◆ WHAT YOU SHOULD DO
Return every line of the entries that includes the word "below".

[PROVIDED MATERIAL Boundary: Start]

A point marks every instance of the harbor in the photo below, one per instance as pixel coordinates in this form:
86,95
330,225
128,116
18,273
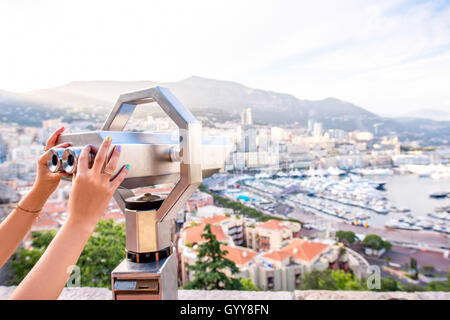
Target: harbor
364,199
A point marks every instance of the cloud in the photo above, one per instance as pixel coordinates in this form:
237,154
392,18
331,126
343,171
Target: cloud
385,56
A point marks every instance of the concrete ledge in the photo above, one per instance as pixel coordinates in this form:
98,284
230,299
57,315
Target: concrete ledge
86,293
234,295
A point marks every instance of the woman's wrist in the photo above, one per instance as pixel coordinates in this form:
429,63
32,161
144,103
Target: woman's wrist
86,226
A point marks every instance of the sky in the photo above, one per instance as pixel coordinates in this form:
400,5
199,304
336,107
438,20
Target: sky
388,56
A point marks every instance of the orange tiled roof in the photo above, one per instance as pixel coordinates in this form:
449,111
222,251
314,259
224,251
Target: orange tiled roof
276,255
215,219
273,224
237,255
194,234
304,250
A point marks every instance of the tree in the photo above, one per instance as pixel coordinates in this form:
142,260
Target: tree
102,253
210,264
345,281
428,270
318,280
346,236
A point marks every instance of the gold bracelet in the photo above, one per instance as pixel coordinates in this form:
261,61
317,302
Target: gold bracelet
36,213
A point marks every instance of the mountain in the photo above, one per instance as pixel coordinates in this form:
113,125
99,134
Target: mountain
432,114
201,94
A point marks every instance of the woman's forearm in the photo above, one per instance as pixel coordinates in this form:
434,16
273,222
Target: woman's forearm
18,223
49,276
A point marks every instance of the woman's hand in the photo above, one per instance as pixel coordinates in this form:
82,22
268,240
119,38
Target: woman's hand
46,181
93,188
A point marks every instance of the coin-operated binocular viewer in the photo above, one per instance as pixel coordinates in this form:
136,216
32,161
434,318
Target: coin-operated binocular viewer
150,268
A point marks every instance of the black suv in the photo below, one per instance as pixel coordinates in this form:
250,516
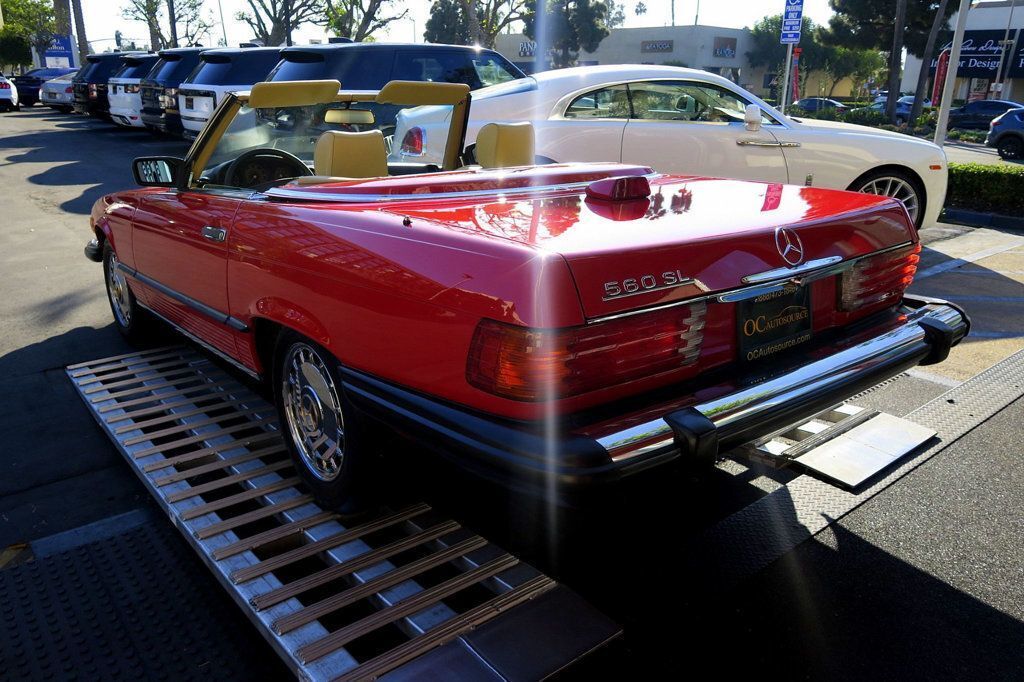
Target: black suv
160,88
220,71
90,83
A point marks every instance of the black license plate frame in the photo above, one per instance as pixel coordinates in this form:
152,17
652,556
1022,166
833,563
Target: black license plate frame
774,322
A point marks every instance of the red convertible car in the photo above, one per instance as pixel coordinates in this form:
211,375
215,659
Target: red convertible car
572,323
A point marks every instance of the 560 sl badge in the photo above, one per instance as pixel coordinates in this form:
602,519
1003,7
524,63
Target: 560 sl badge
644,285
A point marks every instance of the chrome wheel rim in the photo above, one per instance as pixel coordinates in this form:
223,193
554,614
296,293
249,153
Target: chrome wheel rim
313,412
117,288
897,188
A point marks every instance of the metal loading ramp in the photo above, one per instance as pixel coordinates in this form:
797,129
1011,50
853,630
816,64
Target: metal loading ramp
399,595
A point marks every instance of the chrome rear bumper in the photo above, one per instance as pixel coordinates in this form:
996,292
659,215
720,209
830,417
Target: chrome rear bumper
750,402
930,329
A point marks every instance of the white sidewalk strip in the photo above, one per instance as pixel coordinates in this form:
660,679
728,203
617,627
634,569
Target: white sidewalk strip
976,256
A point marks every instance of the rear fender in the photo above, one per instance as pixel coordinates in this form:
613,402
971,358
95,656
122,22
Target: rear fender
292,316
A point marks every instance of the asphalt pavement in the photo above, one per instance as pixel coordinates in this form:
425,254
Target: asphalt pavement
924,581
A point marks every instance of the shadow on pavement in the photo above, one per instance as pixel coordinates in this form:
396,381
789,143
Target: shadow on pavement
85,152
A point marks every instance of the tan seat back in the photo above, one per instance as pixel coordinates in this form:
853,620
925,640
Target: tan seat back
504,144
339,154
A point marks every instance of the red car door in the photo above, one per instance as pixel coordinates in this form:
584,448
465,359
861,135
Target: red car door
180,248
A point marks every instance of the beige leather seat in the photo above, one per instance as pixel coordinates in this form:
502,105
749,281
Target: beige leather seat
504,144
339,154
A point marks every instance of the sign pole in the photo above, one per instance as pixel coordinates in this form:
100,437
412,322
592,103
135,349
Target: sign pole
793,16
947,89
785,79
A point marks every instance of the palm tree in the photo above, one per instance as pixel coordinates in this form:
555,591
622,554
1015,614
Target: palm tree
83,42
926,59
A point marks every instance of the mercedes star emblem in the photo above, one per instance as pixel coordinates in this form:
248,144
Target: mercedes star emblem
790,246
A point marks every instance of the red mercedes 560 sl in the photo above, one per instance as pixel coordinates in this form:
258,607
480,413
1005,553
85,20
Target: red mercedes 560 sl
573,323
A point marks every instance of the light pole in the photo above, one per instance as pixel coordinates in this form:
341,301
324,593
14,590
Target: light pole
223,28
947,89
1005,44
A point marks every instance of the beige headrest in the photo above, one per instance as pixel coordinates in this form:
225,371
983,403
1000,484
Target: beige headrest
350,154
505,144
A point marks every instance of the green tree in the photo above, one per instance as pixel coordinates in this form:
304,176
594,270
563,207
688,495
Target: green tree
769,52
857,65
868,24
359,19
448,24
565,28
270,19
14,47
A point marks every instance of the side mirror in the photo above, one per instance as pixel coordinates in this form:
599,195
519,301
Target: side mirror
157,171
752,118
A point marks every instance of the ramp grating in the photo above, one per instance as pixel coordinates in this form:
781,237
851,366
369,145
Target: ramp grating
335,601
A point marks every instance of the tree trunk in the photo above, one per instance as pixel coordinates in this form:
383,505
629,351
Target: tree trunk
926,60
173,18
475,30
896,60
61,12
83,42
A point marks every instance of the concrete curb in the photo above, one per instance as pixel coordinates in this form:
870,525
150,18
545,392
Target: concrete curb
979,219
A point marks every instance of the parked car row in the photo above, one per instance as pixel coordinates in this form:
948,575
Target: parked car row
176,90
677,120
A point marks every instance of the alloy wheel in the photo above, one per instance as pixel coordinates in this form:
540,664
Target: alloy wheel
897,187
313,412
117,288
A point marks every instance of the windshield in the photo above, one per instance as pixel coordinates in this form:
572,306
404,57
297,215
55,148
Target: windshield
263,146
173,70
240,70
133,70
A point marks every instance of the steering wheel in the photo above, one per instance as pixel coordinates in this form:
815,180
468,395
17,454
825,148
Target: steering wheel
246,171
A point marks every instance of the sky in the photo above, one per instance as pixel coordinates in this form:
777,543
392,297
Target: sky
102,17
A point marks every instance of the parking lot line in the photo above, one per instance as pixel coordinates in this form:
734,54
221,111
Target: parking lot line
751,539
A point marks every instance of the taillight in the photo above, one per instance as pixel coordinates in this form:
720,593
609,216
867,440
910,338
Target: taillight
412,143
527,364
879,279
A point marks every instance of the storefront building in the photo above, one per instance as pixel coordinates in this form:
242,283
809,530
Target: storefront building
988,51
716,49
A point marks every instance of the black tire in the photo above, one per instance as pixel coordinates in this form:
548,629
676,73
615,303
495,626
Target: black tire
310,410
132,321
878,178
1011,147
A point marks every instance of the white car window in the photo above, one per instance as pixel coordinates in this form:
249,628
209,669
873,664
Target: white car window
690,101
609,102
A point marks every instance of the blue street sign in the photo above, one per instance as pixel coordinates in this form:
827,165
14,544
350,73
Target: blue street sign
59,53
793,17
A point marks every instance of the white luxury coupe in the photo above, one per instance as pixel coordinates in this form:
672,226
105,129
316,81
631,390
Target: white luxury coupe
689,122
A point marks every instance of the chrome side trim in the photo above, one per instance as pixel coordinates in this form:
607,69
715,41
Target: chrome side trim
760,400
301,195
199,306
195,339
785,272
681,283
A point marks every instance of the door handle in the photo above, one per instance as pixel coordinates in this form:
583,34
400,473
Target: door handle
214,233
763,142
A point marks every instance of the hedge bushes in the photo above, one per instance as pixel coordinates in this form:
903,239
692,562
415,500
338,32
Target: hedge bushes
995,188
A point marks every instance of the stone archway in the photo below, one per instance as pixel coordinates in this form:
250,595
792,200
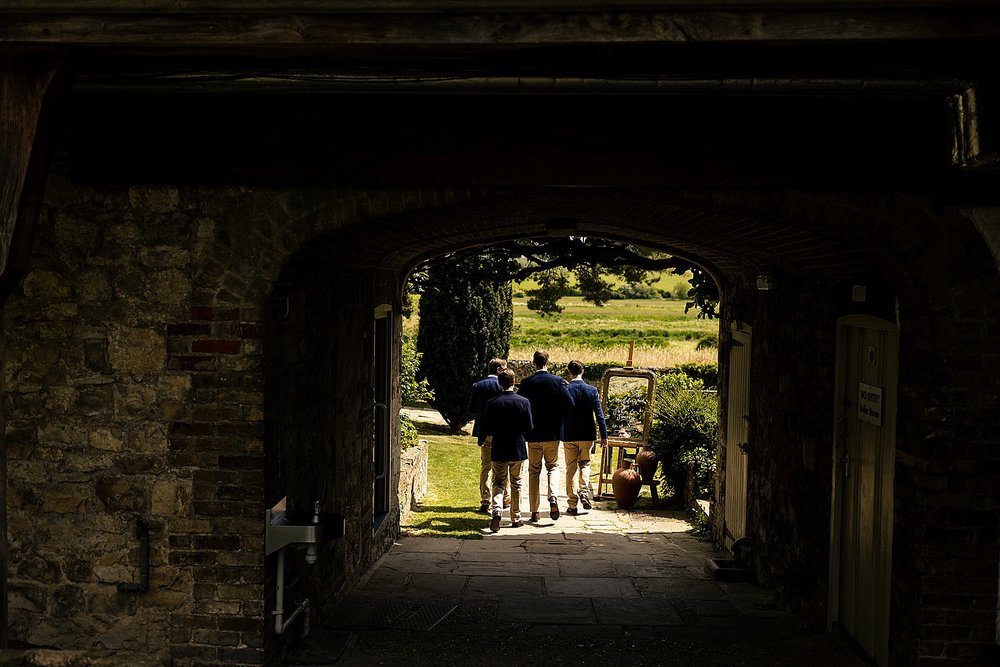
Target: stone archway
180,433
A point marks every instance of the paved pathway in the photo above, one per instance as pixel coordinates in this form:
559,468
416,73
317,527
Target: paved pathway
605,588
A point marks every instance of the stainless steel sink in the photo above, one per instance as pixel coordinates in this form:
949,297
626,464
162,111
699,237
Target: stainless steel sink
285,528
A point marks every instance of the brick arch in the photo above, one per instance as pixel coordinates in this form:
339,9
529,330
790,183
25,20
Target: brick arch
818,244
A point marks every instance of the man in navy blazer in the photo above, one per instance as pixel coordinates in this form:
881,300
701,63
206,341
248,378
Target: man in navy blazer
506,419
483,391
579,435
549,404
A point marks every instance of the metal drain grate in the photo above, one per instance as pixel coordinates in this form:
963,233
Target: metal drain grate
406,614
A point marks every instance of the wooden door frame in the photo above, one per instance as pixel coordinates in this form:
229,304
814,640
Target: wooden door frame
865,322
746,329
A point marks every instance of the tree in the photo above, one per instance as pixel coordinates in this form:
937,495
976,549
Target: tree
464,322
591,261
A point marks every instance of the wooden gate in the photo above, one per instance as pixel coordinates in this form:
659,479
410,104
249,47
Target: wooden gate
737,438
864,458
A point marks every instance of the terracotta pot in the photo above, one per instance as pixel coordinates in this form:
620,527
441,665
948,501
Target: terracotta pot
646,461
626,484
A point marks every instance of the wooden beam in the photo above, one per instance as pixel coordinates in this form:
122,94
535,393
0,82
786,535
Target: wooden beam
26,85
27,80
318,31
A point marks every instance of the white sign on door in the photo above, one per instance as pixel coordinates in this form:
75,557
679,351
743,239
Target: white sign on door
870,403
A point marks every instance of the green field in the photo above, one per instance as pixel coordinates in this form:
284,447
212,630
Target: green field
662,333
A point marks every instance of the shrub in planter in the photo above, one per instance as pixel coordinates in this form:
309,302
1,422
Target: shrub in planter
683,435
408,434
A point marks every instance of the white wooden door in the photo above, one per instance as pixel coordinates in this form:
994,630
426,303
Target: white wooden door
864,454
737,437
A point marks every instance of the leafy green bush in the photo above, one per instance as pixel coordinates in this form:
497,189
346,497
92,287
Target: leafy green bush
639,291
413,390
711,341
708,373
683,436
408,434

[PROVIDED MATERIAL Boundary: End]

◆ FINAL ANSWER
A point marks every instance of the harbor in the photo below, one per instance as pixel coordinates in this form:
A point marks every instance of the black suv in the photo below, one per instance as pixel coordinates in this form:
A point marks every instance of the stone archway in the photo below, one per instance as pixel coordinates in this form:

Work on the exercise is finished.